# THINGS TO DO
a) In the passage on Mass options, which two chant settings does the writer name as optional in the OF?
b) Please say whether each statement agrees with the passage on Mass options, answering yes or no and quoting the deciding words: (i) Facing the public happened in EF days. (ii) The writer counts the same text sung to different melodies as separate options. (iii) The EF is described as offering a lot of flexibility.

# PASSAGE PROVIDED

The EF had many options as well, according to the level of celebration: Low Mass, Missa Cantata, with or without deacon/subdeacon, with our without public, facing the public or facing away from the public (yes facing the public did happen in EF days), to name the important ones. Of course within each of those options the choices were set, but there certainly were different formulae for different circumstances.

There were also optional musical selections for Masses in Gregorian chant, for example on ordinary Sundays there were two Kyrie melodies one could use for Mass XI; same for Sundays of Advent and Lent (Mass XVII). The same with some feasts. Now in the OF there are two other settings that are optional, Mass XIII and XIV. They aren’t new, but using them on ordinary Sundays is.

Plus 5 optional Credo settings, and a number of other ad libitum Kyries that could be used.

So still a bewildering array of choices, albeit in other places.
 
For the purposes of my question, I’m not considering singing the same text to different melodies as different options. 1 text = 1 option.
 
In general, the EF is very tightly regulated, whereas the OF offers a lot of flexibility, within limits. This flexibility can be a blessing and a curse. Flexibility allows for small variations to be adapted for unique situations in individual parishes. On the other hand, it can be confusing as an altar server to go and serve at a new parish and they do little things very differently. I know this from personal experience.

# DATA RECORDS
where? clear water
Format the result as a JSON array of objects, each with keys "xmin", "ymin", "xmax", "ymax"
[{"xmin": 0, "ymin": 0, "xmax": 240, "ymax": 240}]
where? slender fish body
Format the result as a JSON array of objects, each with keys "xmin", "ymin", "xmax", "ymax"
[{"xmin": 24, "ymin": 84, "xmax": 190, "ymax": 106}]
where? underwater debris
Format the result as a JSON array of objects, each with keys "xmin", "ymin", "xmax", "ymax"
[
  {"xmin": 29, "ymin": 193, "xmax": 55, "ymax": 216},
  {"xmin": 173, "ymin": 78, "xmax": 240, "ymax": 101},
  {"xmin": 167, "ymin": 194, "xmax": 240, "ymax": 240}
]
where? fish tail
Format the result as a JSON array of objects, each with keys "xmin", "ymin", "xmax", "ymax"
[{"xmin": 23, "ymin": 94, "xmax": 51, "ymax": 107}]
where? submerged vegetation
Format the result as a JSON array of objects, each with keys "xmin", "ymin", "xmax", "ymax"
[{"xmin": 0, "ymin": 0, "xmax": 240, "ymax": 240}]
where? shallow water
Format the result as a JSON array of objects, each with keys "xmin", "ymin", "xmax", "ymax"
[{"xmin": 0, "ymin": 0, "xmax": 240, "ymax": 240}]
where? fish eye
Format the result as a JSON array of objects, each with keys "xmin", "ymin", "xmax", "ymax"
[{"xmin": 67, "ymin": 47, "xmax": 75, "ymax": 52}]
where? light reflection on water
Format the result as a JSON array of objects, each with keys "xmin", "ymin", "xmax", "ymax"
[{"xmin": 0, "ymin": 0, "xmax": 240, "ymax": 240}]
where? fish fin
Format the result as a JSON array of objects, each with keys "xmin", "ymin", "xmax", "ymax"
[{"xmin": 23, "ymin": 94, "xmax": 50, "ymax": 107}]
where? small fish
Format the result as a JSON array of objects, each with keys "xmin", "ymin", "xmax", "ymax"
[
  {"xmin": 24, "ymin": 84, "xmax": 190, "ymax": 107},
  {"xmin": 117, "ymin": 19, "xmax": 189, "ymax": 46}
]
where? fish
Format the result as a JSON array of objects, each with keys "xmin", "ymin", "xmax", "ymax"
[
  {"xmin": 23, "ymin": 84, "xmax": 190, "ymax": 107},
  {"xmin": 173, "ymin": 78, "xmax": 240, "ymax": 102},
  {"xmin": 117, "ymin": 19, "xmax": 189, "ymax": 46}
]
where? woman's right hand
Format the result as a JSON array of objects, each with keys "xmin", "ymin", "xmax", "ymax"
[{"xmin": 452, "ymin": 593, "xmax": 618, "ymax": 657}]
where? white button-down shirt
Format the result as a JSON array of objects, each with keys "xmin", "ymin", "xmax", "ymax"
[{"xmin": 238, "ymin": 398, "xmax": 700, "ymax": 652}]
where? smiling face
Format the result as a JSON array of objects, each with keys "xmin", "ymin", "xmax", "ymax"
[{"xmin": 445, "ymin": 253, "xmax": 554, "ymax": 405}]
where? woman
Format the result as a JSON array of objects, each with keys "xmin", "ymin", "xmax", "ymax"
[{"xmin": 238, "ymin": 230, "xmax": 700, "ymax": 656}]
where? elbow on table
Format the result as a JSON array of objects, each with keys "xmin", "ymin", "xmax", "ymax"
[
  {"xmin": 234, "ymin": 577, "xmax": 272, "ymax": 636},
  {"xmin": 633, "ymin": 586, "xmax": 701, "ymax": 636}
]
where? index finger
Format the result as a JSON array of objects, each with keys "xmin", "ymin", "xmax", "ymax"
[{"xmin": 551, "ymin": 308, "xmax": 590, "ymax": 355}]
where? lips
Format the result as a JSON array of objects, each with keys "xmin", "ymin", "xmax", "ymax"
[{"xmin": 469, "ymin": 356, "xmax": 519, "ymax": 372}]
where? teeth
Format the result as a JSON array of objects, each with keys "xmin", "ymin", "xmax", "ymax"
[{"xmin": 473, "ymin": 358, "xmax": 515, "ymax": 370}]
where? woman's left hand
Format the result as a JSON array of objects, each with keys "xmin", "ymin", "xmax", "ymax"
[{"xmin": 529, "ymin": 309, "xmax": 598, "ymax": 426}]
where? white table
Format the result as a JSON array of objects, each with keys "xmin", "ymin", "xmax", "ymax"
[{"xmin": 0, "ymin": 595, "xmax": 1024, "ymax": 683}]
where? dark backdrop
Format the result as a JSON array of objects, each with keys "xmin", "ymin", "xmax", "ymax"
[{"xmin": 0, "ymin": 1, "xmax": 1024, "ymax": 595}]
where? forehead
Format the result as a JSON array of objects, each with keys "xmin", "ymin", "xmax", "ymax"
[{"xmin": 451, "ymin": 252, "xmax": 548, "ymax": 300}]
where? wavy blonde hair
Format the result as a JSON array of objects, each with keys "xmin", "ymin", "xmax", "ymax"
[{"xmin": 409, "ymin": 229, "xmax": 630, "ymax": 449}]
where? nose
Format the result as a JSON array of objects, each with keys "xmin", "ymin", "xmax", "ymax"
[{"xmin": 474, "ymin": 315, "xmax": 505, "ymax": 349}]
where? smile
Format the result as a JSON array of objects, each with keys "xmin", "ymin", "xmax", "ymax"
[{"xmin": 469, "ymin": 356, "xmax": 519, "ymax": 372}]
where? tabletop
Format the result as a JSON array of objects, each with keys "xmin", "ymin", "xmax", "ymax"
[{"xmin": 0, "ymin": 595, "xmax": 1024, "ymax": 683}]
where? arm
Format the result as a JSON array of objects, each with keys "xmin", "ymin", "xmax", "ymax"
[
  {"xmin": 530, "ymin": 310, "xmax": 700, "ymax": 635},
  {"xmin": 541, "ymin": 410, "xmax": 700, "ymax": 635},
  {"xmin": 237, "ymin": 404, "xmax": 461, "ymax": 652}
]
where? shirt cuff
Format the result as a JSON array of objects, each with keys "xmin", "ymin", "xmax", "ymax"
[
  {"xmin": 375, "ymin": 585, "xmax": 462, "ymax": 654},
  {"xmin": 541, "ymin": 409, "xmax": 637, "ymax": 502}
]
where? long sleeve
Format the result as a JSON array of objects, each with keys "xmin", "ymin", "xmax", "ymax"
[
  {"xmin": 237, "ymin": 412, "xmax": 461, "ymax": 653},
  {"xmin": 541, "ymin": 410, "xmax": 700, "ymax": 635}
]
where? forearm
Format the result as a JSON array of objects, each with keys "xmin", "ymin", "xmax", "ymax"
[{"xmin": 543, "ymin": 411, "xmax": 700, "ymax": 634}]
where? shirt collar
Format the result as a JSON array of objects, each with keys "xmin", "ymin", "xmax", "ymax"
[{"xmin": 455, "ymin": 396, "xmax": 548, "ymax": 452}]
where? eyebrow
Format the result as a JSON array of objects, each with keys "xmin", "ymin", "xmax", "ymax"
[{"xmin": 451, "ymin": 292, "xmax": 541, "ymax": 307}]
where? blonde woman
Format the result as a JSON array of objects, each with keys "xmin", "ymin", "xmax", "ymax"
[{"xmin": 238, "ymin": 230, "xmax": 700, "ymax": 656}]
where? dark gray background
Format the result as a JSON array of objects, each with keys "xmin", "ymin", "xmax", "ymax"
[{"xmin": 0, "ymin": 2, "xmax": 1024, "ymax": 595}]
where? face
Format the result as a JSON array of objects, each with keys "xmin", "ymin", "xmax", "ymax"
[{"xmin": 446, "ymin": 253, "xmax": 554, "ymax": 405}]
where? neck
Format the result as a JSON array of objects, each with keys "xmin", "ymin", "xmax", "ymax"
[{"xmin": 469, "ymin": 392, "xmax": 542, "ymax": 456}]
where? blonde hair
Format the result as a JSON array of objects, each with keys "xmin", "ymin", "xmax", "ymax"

# WRITTEN ANSWERS
a) Mass XIII and XIV.

b)
(i) Yes: "yes facing the public did happen in EF days"
(ii) No: "I’m not considering singing the same text to different melodies as different options."
(iii) No: "the EF is very tightly regulated"